> [Exercise aim]
Quote the line containing "Tag every instance of the green boat" and all lines that follow it in the listing below, exactly as written.
---------- Dataset extract ----------
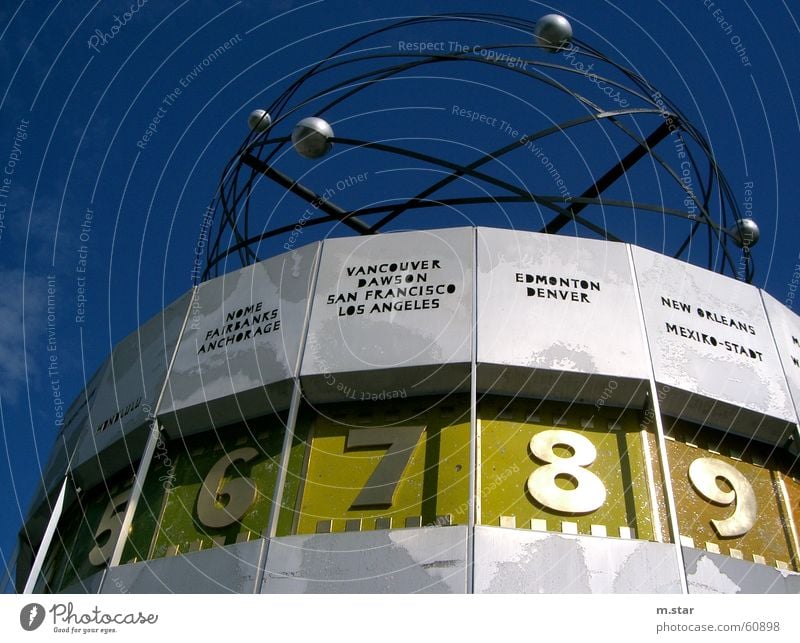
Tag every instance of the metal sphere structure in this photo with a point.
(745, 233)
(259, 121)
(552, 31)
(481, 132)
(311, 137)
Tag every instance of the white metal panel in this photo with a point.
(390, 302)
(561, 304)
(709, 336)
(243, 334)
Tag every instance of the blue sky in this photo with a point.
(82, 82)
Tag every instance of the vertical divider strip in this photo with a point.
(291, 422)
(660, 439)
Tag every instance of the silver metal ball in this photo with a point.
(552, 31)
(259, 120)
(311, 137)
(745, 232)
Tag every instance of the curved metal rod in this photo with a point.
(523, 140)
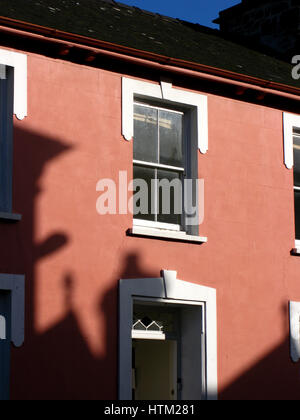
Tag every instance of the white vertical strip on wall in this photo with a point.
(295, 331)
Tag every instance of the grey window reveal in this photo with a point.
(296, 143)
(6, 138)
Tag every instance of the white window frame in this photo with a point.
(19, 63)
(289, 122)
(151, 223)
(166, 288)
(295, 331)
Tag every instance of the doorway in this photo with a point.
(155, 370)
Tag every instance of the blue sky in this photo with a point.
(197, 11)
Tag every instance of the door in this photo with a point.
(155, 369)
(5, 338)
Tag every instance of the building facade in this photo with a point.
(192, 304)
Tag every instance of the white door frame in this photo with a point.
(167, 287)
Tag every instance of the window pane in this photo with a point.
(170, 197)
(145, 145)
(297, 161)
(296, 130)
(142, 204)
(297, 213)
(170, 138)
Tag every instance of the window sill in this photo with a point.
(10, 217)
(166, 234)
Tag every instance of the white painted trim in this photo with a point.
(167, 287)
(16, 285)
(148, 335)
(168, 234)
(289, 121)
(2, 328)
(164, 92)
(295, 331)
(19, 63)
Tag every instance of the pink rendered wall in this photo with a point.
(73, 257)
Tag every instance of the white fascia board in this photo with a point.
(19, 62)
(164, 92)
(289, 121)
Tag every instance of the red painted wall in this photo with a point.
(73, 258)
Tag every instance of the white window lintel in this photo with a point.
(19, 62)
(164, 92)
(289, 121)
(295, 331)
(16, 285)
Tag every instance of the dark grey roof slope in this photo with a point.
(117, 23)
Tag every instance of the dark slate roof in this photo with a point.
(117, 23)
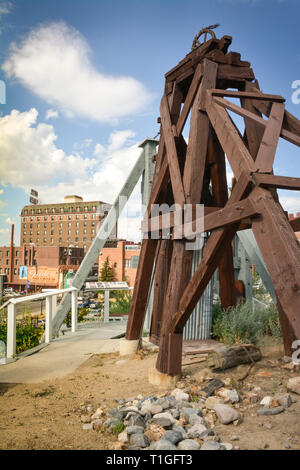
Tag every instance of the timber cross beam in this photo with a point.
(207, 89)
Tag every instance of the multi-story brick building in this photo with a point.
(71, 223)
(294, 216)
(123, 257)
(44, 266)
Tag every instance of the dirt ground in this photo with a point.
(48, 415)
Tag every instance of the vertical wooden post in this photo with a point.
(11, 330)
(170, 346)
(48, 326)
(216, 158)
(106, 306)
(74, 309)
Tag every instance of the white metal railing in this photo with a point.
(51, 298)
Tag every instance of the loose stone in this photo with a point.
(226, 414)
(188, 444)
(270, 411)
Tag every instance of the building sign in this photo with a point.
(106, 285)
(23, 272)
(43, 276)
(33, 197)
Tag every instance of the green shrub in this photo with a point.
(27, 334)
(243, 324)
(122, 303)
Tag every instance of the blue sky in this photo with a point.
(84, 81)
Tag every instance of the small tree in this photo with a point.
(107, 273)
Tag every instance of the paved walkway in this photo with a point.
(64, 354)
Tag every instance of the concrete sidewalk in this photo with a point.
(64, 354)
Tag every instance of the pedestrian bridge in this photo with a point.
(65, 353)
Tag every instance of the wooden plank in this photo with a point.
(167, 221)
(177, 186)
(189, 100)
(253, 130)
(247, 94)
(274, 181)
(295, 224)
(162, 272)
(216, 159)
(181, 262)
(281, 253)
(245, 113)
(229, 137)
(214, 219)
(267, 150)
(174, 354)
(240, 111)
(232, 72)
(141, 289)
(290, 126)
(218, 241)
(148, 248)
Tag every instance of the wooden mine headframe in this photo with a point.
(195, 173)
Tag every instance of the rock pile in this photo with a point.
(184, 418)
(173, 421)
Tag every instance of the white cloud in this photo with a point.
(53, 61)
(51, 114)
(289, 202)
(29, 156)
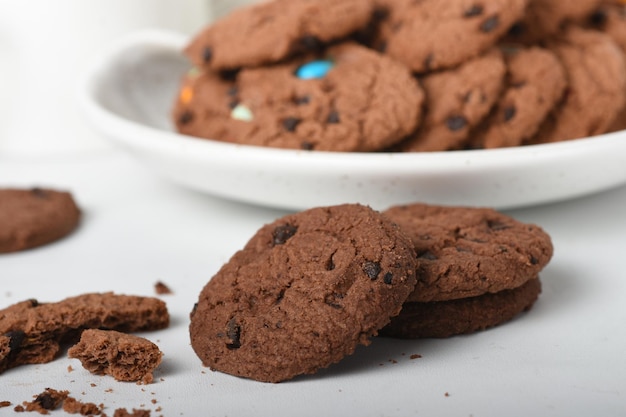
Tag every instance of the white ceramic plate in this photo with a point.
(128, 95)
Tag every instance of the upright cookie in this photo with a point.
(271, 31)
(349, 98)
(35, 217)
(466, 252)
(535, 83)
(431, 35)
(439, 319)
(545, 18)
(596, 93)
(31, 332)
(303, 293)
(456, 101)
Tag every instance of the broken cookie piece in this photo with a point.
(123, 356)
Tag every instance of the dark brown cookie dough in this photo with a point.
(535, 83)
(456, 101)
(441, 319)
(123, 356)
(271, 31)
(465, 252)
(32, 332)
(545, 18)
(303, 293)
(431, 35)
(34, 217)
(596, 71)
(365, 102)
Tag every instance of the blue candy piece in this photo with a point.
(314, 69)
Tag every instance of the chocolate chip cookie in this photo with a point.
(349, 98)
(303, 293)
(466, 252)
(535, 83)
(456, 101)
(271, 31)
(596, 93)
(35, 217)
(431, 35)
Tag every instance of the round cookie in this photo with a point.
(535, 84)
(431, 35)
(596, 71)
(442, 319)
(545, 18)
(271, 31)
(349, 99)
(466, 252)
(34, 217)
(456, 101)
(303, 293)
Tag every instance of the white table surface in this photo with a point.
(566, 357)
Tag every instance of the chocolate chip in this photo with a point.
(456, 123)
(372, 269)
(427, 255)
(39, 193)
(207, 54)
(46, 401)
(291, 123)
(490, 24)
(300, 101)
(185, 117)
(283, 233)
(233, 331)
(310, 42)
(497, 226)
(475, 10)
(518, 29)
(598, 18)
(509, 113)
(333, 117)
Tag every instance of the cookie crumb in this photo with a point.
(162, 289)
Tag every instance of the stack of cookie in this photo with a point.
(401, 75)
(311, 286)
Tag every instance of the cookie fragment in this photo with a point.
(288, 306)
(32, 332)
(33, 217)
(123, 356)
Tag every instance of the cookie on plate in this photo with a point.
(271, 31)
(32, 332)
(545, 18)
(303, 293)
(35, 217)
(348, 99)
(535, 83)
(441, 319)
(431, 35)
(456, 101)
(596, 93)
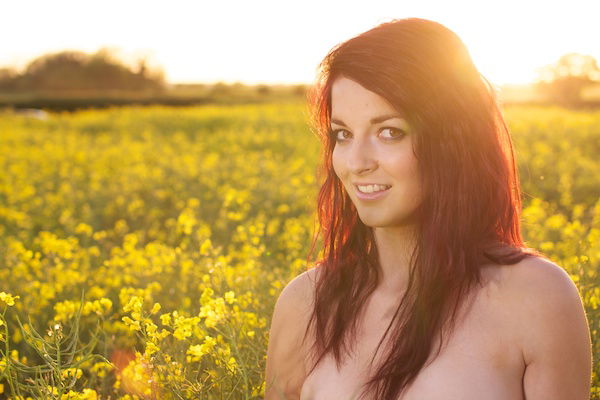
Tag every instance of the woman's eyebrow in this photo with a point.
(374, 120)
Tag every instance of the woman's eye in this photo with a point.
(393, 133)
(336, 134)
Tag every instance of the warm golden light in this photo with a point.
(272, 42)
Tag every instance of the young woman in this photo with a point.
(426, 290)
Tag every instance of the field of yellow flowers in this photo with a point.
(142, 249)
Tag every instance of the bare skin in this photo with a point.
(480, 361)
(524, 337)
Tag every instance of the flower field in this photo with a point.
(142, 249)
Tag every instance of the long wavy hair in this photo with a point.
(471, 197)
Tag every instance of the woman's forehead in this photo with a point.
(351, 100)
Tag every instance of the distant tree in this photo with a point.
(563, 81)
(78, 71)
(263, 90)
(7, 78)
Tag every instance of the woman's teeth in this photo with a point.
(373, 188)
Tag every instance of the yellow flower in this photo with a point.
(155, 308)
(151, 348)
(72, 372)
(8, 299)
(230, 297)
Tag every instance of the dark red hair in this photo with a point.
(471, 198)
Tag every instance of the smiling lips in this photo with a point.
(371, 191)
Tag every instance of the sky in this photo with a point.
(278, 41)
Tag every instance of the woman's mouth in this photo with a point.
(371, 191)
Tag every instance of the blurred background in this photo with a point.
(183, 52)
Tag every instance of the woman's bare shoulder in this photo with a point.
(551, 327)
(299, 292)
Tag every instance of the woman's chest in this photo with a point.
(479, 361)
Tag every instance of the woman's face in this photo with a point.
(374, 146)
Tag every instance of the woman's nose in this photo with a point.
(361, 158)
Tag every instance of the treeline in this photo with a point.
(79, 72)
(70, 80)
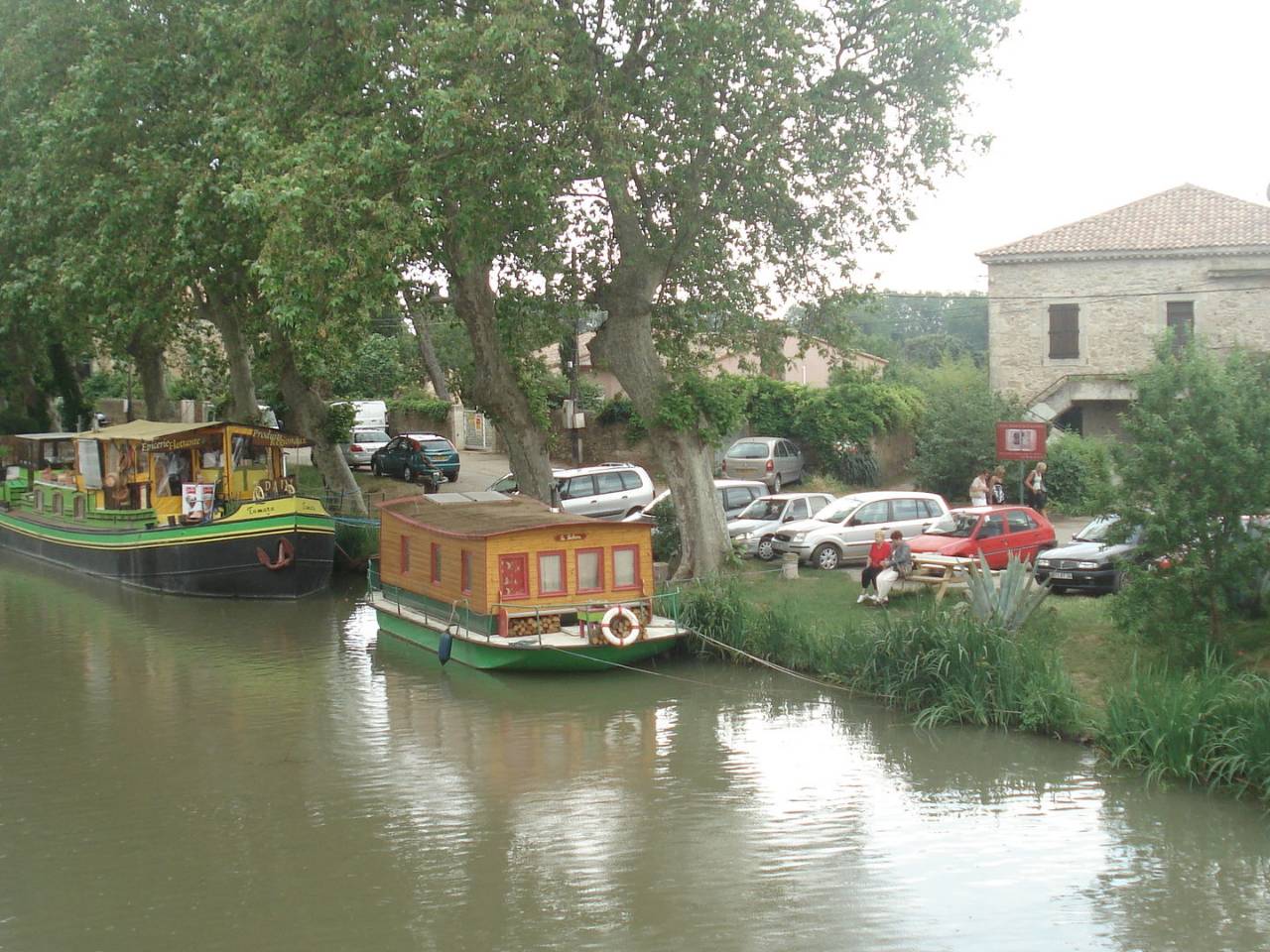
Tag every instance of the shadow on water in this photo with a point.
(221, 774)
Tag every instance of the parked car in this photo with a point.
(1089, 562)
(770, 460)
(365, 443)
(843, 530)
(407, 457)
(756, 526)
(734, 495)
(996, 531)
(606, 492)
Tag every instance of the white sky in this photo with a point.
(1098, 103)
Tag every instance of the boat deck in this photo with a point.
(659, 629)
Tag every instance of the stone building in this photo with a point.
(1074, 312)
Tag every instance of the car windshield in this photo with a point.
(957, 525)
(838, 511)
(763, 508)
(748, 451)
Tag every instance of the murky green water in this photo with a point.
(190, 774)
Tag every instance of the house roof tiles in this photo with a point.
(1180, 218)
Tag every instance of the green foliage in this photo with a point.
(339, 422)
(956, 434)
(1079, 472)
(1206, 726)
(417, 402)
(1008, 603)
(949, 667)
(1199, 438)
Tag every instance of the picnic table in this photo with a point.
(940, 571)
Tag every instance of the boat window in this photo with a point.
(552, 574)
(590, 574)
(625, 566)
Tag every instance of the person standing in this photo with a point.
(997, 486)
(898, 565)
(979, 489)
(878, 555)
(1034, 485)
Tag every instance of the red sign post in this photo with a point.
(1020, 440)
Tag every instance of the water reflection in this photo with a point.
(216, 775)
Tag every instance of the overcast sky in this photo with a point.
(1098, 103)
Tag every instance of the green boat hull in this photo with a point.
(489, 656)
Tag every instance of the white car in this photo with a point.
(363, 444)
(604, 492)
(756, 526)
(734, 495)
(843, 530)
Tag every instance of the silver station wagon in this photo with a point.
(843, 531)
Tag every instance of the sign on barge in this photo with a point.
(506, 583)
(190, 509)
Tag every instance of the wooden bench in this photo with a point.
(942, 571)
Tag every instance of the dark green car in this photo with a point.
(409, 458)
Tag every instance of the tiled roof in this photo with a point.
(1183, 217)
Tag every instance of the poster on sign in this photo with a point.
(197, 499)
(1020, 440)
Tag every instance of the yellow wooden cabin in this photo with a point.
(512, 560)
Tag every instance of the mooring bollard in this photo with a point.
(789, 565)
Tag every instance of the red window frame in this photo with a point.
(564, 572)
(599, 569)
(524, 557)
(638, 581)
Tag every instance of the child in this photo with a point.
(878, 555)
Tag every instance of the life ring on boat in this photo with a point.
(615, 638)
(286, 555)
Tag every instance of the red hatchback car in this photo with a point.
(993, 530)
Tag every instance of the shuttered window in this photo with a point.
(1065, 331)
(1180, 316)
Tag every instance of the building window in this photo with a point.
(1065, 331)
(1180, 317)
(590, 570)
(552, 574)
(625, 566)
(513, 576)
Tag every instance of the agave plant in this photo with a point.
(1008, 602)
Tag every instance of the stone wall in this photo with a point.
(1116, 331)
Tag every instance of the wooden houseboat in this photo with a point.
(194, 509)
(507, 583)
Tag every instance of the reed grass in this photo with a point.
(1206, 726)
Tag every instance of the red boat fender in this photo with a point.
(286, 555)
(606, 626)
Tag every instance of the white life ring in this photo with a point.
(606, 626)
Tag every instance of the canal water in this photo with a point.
----------
> [Output of the exercise]
Tag every instance of the green boat hull in this photo with a point.
(489, 656)
Tag every instance of the white car in this photo with a point.
(363, 444)
(604, 492)
(756, 526)
(734, 495)
(843, 530)
Tag every instance of the silver station wagon in this photo with a point.
(843, 531)
Tag every instance of the sign on barge in this photo with a point.
(506, 583)
(190, 509)
Tag every instance of the wooden bench in this photo with a point.
(942, 571)
Tag every instance of the dark green car in this photo with a point.
(409, 458)
Tag every instance of the tiled roof in this photo with a point.
(1183, 217)
Tag every instance of the poster on sign in this photo with a point.
(197, 499)
(1020, 440)
Tag every instance of the yellow wooden cabin in this photo with a point.
(512, 560)
Tag every instance of the mooring bollard in this photo with a point.
(789, 565)
Tag every instance of the red window frame in this photo with a point.
(564, 572)
(599, 569)
(524, 557)
(638, 581)
Tag every instance of the child in this photo with a point.
(878, 555)
Tag every instance of the life ring on boat in this photo with a point.
(615, 638)
(286, 555)
Tag every instance of the red hatchback car in this photo with a point.
(993, 530)
Tag every instance of the shuttered window in this photo with a point.
(1065, 331)
(1180, 316)
Tag every instance of the building window in this photo with a point.
(1065, 331)
(1180, 317)
(590, 570)
(552, 574)
(625, 566)
(513, 576)
Tag every instance of the agave plant in this photo with a point.
(1008, 602)
Tag every instance of the stone wall in this photo with a point.
(1116, 331)
Tag every instance of the wooden houseboat in this photo with a point.
(194, 509)
(507, 583)
Tag every instance of the reed grass in this photo with a point.
(1206, 726)
Tag every instance of the red boat fender in this photo with a point.
(286, 555)
(606, 626)
Tag every instance of the white life ring in this photo with a point.
(606, 626)
Tag every instance of the canal water in this photo with a point.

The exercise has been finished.